_Exercise aim_:
From the first line to the last, set down the data exactly as given.

_Material provided_:
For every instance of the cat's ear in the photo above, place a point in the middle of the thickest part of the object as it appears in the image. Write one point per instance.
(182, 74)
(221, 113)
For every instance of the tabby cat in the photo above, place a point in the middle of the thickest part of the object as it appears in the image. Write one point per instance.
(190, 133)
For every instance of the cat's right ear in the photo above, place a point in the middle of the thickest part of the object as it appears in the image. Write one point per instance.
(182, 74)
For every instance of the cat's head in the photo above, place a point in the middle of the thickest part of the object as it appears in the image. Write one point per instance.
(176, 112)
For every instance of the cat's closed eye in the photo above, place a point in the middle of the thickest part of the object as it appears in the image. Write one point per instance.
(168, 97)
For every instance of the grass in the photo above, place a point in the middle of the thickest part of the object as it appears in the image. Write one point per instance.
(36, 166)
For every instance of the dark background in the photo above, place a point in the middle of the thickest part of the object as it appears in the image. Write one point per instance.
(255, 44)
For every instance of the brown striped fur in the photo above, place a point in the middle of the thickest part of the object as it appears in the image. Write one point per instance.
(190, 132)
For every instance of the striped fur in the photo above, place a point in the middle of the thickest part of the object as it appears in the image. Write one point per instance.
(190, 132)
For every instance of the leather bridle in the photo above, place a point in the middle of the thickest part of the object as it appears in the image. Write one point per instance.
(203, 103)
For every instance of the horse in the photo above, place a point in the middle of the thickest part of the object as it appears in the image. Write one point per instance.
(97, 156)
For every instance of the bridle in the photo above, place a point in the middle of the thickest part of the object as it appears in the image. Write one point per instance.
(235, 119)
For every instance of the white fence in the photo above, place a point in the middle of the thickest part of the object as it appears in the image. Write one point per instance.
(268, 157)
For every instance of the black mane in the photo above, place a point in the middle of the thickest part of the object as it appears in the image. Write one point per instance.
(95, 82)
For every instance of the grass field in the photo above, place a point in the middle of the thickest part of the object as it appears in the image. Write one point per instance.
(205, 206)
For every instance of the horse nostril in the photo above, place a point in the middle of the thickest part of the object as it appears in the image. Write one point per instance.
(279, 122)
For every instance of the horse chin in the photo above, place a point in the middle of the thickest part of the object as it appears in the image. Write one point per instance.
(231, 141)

_Response area_:
For every instance of the cat's ear in the photo above, place a point in the middle of the thickest part of the object as it appears in the image. Write one point per instance.
(182, 74)
(221, 113)
For every instance of the tabby cat in the photo above, place a point in the middle of the thickest part of the object as it appears in the image. Write one point per instance.
(190, 133)
For every instance of the cat's right ear in the photo above, place a point in the middle of the thickest part of the object as it appears in the image. Write one point per instance.
(182, 74)
For every instance of the cat's head in the photo above, place a point in the middle of the thickest part of the object as it appears in the image. Write one point per instance.
(176, 112)
For every instance of the cat's closed eye in the photo above, place a point in the middle of the thickest part of the object as it appears in the image. Write one point per instance.
(168, 97)
For every instance of the grass in the photo above, place a point in the middle of the thickest part of the object as it appears in the image. Write one point per instance.
(36, 166)
For every instance of the dark background in the photo above, place a point in the middle of the thickest part of the object as it appears in the image. Write one point per instance.
(255, 44)
For every instance of the brown striped fur in the photo above, place a point in the middle of the thickest part of the object as it appears in the image. Write one point per instance.
(190, 132)
For every instance of the striped fur in the photo above, place a point in the middle of the thickest part of the object as it appears in the image. Write one point per instance.
(190, 132)
For every instance of the leather bridle in the photo above, place a point in the middle of the thickest part of the object as it appears in the image. Write one point per instance.
(203, 103)
For every instance of the horse in the photo above, place a point in the middle of the thickest part of the object as it appears in the image. Write one point per instance.
(97, 156)
For every instance of the bridle in the photo above, place a point in the middle of the thickest part of the object as it appears in the image. Write one point per instance.
(235, 119)
For every instance of the white fence in the photo above, place a point in the middle of the thickest part of the object as it appears in the image. Write one point per instance.
(268, 157)
For every instance of the black mane in the photo above, place a point in the middle of the thickest part of the object as it appears in the image. Write one point per instance.
(95, 82)
For every instance of the grass field in the photo above, place a point in the middle of the thickest part of the object as it appears in the image. Write one point per instance.
(205, 206)
For every instance of the horse nostril in the photo above, place a point in the middle of the thickest part of the object as it appears in the image. Write one point per instance.
(279, 122)
For every instance of the horse chin in the photo above, place a point in the middle of the thickest part of the object as it appears in the image. Write one point per instance.
(231, 141)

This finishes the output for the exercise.